Wednesday, March 10, 2010

THE SPYMASTER OF MONTE CARLO 6: FIRST BRIEFING CONTINUES



Robert Eringer, spymaster to Prince Albert, continued to brief the Prince (October 9th, 2002).

On the agenda: an assessment Eringer had commissioned from a special source within Department Six (anti-organized crime) of the Russian Interior Ministry Police (MVD).

Eringer's source reported Russia's perspective on the principality: 1) Monaco is luxurious and easily susceptible to bribe money. 2) Monaco's police have a sleepy attitude. 3) Due to tourism and casinos, the conditions in Monaco for money laundering are ideal.

This source identified the Chernoy brothers (Mikhail and Lev) as responsible for leading New Russians into Monaco. Due to the one hundred percent confidentiality of Monaco's banking system, the principality was highly appealing to New Russians for opening bank accounts and purchasing real estate.

The source also reported that Monaco was now frequented by Umar Jabrailov, a Chechen hotelier thought to be responsible for the murder of Paul Tatum, his American partner in Moscow's Radisson Slavanskaya Hotel.

DATASET RECORDS |
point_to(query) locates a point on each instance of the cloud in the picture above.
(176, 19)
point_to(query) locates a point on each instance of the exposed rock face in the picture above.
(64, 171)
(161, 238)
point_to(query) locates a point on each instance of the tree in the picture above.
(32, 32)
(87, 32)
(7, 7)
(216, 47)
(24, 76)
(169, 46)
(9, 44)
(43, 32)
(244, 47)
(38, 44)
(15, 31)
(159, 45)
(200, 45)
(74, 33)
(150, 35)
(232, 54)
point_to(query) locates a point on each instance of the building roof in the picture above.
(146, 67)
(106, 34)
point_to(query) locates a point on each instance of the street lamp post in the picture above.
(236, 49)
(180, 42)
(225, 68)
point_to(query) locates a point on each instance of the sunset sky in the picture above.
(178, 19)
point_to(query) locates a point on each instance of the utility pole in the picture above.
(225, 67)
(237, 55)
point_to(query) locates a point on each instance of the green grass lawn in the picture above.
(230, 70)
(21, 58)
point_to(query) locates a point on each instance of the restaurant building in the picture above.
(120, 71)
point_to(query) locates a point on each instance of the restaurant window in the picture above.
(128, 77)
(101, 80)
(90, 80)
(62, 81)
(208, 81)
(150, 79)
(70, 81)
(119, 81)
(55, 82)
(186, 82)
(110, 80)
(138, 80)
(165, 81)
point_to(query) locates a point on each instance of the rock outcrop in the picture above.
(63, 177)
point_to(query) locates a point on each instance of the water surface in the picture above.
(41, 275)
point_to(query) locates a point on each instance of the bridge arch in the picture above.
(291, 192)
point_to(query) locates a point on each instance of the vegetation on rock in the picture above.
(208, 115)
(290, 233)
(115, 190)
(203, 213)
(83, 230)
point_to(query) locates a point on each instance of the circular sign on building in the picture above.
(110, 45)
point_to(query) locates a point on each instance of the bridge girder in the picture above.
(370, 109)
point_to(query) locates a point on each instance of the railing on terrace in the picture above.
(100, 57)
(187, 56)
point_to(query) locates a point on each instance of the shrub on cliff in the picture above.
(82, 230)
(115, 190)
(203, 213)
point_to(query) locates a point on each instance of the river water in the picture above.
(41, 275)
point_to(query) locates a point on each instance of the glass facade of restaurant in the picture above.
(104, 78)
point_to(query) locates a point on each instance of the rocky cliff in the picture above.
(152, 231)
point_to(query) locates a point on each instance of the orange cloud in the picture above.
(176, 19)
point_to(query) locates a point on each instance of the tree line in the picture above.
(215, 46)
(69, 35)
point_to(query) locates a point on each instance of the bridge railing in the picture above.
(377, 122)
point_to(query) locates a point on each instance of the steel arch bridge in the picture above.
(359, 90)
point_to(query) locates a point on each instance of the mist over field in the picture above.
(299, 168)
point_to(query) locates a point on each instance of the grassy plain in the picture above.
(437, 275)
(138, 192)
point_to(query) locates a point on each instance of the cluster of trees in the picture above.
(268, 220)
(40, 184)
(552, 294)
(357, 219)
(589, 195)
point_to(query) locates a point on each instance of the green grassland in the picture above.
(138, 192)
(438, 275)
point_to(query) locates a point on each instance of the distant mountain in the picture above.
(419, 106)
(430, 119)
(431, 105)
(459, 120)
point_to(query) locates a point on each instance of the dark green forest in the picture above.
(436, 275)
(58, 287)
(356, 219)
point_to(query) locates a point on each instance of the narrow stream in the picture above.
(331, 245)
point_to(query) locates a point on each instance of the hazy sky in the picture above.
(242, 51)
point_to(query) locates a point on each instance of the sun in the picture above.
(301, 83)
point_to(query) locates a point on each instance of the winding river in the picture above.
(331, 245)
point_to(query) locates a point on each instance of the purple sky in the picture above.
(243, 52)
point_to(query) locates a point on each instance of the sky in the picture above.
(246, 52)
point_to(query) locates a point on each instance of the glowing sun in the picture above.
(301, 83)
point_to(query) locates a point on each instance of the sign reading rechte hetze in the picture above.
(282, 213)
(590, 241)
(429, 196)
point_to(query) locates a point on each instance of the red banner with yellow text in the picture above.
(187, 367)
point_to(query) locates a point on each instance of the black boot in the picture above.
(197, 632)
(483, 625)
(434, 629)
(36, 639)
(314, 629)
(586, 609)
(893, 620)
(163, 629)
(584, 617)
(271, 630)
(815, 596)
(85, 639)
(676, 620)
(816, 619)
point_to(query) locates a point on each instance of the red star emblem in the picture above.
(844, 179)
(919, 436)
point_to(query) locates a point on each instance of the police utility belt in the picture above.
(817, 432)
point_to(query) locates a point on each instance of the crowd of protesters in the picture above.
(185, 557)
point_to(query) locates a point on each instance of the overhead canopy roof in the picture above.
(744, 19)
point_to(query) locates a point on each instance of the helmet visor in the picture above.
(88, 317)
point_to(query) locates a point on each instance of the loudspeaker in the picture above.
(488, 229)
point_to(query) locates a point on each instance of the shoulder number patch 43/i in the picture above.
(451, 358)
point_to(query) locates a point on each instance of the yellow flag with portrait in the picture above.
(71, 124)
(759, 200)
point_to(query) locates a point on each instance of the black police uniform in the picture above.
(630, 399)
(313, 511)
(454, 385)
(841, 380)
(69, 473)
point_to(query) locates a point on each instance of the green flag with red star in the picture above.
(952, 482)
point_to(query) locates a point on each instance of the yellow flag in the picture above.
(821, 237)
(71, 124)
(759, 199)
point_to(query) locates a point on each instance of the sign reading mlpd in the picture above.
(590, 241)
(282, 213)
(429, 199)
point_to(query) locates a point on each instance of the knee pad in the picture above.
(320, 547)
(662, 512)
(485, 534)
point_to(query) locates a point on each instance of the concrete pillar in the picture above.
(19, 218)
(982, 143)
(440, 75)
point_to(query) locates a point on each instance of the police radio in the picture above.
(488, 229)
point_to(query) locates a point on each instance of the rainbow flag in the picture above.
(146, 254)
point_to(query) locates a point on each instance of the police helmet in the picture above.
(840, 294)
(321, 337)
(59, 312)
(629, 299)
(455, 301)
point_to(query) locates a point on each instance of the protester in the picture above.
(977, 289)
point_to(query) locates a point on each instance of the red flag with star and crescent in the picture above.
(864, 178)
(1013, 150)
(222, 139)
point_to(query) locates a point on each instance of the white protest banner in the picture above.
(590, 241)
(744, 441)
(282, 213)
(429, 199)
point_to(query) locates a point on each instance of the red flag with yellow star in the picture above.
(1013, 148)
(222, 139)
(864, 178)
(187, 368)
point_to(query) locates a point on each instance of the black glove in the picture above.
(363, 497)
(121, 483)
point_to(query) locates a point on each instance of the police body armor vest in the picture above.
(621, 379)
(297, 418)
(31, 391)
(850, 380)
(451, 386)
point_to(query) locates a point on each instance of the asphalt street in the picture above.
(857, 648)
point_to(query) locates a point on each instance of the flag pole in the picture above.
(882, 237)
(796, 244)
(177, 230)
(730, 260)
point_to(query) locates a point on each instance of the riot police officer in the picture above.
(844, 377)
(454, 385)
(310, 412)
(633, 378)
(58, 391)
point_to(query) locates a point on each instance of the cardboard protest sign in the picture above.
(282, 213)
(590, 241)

TASK TO COMPLETE |
Write a continuation of the post about the Monaco spymaster's briefing, starting after its final sentence. The items are separate from the spymaster post and have nothing to do with it.

ANSWER SECTION |
Next, an investigation into the illegal movement of Iraqi and Libyan oil that linked a Frenchman named Patric Maugein to two Monaco residents and several Monaco-based companies. Maugein, reputed to be French President Jacques Chirac's bagman--collecting money from Iraq's Saddam Hussein, among others--was known to be a violent thug who'd contracted the shooting on a Paris street of a doctor he believed was having an affair with his wife. The relationship between Chirac and Maugein was said to be so close that when the French president's mentally unstable daughter suffered a breakdown in the 1980s it was Maugein who checked her into a Swiss asylum in Lausanne and covered the ten thousand dollar per week medical bills.

Good intelligence suggested that Maugein and his two Monaco-based associates were allegedly engaged in "super-loading" oil tankers. That is, buying oil from Iraq at seven dollars a barrel, disguising it as Iranian oil, and selling it for fourteen dollars a barrel, with transfers taking place at sea in the Strait of Hormuz.

Eringer and Piers apprised Prince Albert of potential embarrassment to the principality if such criminal activities were exposed in the media.

The Prince reported that one of Maugein's Monaco-based associates (a Lebanese national represented by Albert's personal lawyer) had been urging him to meet Maugein on the basis that "he has good ideas for Monaco."

Due to his spymaster's intelligence, Prince Albert declined, and no such introduction to Maugein ever took place.

Finally, Eringer chided the Prince on his rather risqué cell phone greeting messages, which Albert changed monthly. The latest included the word boner.

"Hey," the Prince replied, "I needed a rhyme for October."